* [Excerpt to read]:
■ ■ ■ ■ ■

TDM 30100: Project 4 — 2022

Motivation: Documentation is one of the most critical parts of a project. There are so many tools that are specifically designed to help document a project, and each have their own set of pros and cons. Depending on the scope and scale of the project, different tools will be more or less appropriate. For documenting Python code, however, you can’t go wrong with tools like Sphinx, or pdoc.

Context: This is the third project in a 3-project series where we explore thoroughly documenting Python code, while solving data-driven problems.

Scope: Python, documentation

Learning Objectives
  • Use Sphinx to document a set of Python code.

  • Use pdoc to document a set of Python code.

Make sure to read about, and use the template found here, and the important information about projects submissions here.


The following questions will use the following dataset(s):

  • /anvil/projects/tdm/data/goodreads/goodreads_book_authors.json

  • /anvil/projects/tdm/data/goodreads/goodreads_book_series.json

  • /anvil/projects/tdm/data/goodreads/goodreads_books.json

  • /anvil/projects/tdm/data/goodreads/goodreads_reviews_dedup.json


Question 1

The listed datasets are fairly large, and interesting! They are json formatted data. Each row of a single json file can be individually read in and processed. Take a look at a single row.


head -n 1 /anvil/projects/tdm/data/goodreads/goodreads_books.json

This is nice, because you can individually process a single row. Anytime you can do something like this, it is easy to break a problem into smaller pieces and speed up processing. The following demonstrates how you can read in a single line and process it.

import json

with open("/anvil/projects/tdm/data/goodreads/goodreads_books.json") as f:
    for line in f:
        parsed = json.loads(line)

In this project, the overall goal will be to implement functions that perform certain operations, write the best docstrings you can, and use your choice of pdoc or sphinx to generate a pretty set of documentation.

Begin this project by choosing a tool, pdoc or sphinx, and setting up a module that will host your Python functions. In addition, create a Jupyter Notebook that will be used to test out your functions, and generate your documentation. At the end of this project, your deliverable will be your .ipynb notebook and either a series of screenshots that captures your documentation, or a PDF created by exporting the resulting webpage of documentation.

Items to submit
  • Code used to solve this problem.

  • Output from running the code.

Question 2

Write a function called scrape_image_from_url that accepts a URL (as a string) and returns a bytes object of the data. Make sure scrape_image_from_url cleans up after itself and doesn’t leave any image files on the filesystem.

  1. Create a variable with a temporary file name using the uuid package.

  2. Use the requests package to get the response.

    import requests
    response = requests.get(url, stream=True)
    # then the first argument to copyfileobj will be response.raw
  3. Open the file and use the shutil packages copyfileobj method to copy the response.raw to the file.

  4. Open the file and read the contents into a bytes object.

    You can verify a bytes object by:

  5. Use os.remove to remove the image file.

  6. Return the bytes object.

You can verify your function works by running the following:

import shutil
import requests
import os
import uuid
import hashlib

url = ''
my_bytes = scrape_image_from_url(url)
m = hashlib.sha256()

■ ■ ■ ■ ■

* [Rows]:
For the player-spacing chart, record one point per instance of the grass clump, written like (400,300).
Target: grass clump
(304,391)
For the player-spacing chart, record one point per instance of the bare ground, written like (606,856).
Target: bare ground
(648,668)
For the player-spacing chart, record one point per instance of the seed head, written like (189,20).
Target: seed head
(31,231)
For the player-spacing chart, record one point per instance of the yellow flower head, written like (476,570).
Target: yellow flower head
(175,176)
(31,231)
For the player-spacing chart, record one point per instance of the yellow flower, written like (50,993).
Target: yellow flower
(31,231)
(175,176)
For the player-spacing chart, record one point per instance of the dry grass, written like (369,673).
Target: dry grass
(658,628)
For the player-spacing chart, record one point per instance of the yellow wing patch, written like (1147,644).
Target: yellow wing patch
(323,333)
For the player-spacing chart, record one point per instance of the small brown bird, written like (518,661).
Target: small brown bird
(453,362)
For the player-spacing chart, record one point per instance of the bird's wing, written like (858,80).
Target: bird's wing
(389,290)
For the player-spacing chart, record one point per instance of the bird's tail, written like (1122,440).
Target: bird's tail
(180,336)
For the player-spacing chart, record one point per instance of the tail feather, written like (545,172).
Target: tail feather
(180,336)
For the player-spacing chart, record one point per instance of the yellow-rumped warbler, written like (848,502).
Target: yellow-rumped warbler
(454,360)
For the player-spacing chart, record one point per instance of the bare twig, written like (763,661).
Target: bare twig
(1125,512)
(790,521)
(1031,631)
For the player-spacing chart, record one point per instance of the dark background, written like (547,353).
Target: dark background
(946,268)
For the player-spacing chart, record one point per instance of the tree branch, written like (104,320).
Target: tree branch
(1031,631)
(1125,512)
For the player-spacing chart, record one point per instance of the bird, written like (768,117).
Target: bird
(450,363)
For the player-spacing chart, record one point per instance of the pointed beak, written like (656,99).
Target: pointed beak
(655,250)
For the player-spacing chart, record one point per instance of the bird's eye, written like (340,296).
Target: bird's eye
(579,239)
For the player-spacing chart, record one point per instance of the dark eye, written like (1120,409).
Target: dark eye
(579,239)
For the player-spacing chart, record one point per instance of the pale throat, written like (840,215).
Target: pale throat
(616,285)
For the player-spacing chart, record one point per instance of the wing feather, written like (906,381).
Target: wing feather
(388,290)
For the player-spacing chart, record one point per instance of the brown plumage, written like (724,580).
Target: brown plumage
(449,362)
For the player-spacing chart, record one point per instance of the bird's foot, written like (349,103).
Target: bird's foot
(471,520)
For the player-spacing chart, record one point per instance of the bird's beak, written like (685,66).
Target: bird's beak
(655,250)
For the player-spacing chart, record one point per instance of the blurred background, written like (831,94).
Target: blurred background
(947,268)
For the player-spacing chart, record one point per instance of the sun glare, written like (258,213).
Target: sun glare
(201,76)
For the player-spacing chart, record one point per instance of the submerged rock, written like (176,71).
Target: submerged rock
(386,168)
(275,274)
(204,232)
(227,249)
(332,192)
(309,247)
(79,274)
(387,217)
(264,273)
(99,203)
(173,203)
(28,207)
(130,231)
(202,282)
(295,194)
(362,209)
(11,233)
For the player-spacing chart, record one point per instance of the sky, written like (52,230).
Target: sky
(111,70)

■ ■ ■ ■ ■

* [Tasks for this exercise]:
(1) List every dataset file path that the project description names.
(2) Reproduce the part of the project description that opens with the words containing "Context: This is" and closes with "Sphinx to document a set of Python code.".

* [Solutions per task]:
(1)
/anvil/projects/tdm/data/goodreads/goodreads_book_authors.json
/anvil/projects/tdm/data/goodreads/goodreads_book_series.json
/anvil/projects/tdm/data/goodreads/goodreads_books.json
/anvil/projects/tdm/data/goodreads/goodreads_reviews_dedup.json

(2)
Context: This is the third project in a 3-project series where we explore thoroughly documenting Python code, while solving data-driven problems.

Scope: Python, documentation

Learning Objectives
  • Use Sphinx to document a set of Python code.